Provided records →
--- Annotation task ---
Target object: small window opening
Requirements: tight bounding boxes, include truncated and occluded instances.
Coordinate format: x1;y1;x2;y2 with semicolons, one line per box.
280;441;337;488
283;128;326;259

Try it → The response should be an exact copy of the lines from the one with "Coordinate format: x1;y1;x2;y2" through the end of the data, with no other text.

Exercise answer →
Coordinate format: x1;y1;x2;y2 with semicolons, one line per box.
280;441;337;488
283;128;326;259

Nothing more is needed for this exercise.